## BEGIN Page extract

How did the Government revoke Article 370?
- Article 370 – It was a temporary framework meant to decide the working relationship between Union of India and State of J&K until the Constituent Assembly of J&K until the assembly formed a new constitution for themselves.
- Hence, 370 automatically goes away with the framing of J&K Constitution.
- Today, the Constitution of J&K has been replaced with the Constitution of India.
- Article 370(3) – Dealing with the repulsion of Article 370. Today, the term ‘constituent assembly’ has been replaced with the term ‘legislative assembly’ after CA has ended.
- Apart from Article 370(2) and 370(3), the entire provisions of Article 370(1) refers to the Government of State. Since 1952, the Government of State refers to the Governor of the State. (Delhi Agreement (1952) between Nehru and Sheikh Abdullah – Replaced Sadr-e-Riyasat with the term ‘Governor’).
- Therefore, Article 370 is not abrogated, but Article 370(1) has been used to make the Constitution of Jammu and Kashmir redundant.
- Article 35-A is a conjoined twin of Presidential order of 1954. As the 1954 order is superseded with a new order today, the Article 35-A goes away with it automatically.
Why notification was enough and no need to amend the Constitution?
To understand this, you need to break Article 370 (1) into two different categories –
- Article 370(1)(a) and (b)- The power of the Parliament to make laws.
- Article 370(1)(d) – Power of the President to issue notifications.
Power of Parliament –
- ‘Instrument of accession’ is the basis and primary document that establishes the relationship between two identities (not Article 370). Article 370 only decides the degree of autonomy.
- Under Article 370(1), those issues which are identified in the instrument of accession i.e. defence, external affairs and communications which are relatable to the matters of Union List and Concurrent List, the Parliament shall have power to make laws on such subjects with the only ‘consultation’ required from the Government of State.
- For matters that fall under Union and Concurrent List, but not falling under the above mentioned three matters, the Parliament requires the ‘concurrence’ of the Government of State.

## END Page extract
## BEGIN Extracted information

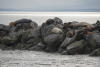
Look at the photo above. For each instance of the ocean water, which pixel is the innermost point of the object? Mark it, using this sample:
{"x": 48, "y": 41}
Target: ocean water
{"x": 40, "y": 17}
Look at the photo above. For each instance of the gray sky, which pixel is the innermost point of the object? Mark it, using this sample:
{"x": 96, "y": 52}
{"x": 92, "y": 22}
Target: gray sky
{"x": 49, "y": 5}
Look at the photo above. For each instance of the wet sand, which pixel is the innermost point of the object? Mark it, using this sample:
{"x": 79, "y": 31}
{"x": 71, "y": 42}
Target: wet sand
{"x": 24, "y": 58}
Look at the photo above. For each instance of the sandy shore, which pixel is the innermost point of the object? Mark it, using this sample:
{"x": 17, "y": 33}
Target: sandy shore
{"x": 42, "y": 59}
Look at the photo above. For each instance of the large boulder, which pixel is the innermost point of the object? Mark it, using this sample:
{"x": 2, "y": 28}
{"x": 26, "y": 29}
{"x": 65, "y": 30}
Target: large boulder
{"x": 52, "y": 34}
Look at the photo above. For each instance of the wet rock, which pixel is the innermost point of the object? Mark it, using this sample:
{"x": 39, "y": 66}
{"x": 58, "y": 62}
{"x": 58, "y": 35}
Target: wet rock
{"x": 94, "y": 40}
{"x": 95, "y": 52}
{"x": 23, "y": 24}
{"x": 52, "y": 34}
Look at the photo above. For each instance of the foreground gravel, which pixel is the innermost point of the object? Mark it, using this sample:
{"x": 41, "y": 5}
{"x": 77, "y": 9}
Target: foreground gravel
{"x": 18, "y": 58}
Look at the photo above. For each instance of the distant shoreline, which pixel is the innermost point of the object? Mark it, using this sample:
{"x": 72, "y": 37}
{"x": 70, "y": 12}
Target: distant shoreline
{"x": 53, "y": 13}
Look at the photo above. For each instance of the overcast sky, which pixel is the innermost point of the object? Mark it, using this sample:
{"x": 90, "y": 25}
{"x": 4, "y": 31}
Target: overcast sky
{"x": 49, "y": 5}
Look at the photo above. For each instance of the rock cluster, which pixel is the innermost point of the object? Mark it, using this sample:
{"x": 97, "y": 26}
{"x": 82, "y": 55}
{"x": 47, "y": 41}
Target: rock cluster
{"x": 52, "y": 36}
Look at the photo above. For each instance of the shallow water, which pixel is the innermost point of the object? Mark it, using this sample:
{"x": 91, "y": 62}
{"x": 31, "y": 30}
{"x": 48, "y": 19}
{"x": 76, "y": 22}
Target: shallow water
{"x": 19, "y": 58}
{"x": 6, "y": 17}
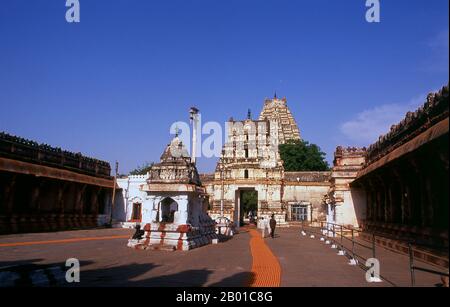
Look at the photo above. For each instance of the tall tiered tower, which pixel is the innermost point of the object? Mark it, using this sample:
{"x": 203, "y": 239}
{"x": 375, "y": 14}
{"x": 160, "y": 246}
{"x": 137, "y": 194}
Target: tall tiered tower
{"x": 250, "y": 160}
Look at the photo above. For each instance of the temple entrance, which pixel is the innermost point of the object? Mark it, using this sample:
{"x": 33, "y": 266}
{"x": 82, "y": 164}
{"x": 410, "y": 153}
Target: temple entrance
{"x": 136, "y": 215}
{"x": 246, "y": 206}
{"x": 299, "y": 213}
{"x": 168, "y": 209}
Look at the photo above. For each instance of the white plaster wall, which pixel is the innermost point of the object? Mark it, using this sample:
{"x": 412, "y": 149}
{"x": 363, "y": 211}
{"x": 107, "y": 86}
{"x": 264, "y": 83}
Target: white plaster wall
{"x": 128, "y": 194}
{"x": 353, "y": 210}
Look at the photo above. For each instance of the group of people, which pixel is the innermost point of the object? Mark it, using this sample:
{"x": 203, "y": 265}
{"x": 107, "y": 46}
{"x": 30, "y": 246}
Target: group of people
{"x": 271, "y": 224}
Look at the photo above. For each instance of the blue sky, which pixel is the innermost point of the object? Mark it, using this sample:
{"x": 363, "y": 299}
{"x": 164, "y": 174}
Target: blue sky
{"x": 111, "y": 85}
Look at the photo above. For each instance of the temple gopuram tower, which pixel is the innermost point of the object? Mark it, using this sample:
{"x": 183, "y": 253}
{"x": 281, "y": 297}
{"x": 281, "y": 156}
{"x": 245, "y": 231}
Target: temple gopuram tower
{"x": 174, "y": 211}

## END Extracted information

• **Exercises**:
a) Per the Article 370 explainer, what is the basis and primary document establishing the relationship between the two identities?
b) Pick up the Article 370 explainer after its final sentence and carry it on.

• **Outputs in order**:
a) The instrument of accession.

b)
Power of President –
- Article 370(1)(d) – Power of the President to apply other provisions of the Indian Constitution except mentioned in Article 1 and Article 370 of the Constitution (as these two provisions are mentioned in Article 370(1)(c) ).
- President can invoke his powers under Article 370(1)(d) to apply such other provisions of the Constitution with or without exceptions/modifications via the use of a notification. A rule applies here saying, if the order relates to the issues under the ‘Instruments of Accession’, then you need only the consultation of the Government of the State.
- If the order relates to the issues outside the ‘Instruments of Accession’, then you need the concurrence of the Government of the State.
In May 1949, the President of Buddhist Association of Ladakh wrote a letter to PM Nehru i.e. before the accession of Kashmir to India, saying that Ladakh has always had a different identity from Kashmir and it has also been a part of Tibet at some point of time. It was annexed in 1834 even before the formation of Princely State of Jammu and Kashmir (under Treaty of Amritsar of 1846). Therefore, if Kashmir decides to stay independent or wishes to go away with Pakistan, Ladakh wants to be with India, and not with Tibet.
What is Article 370?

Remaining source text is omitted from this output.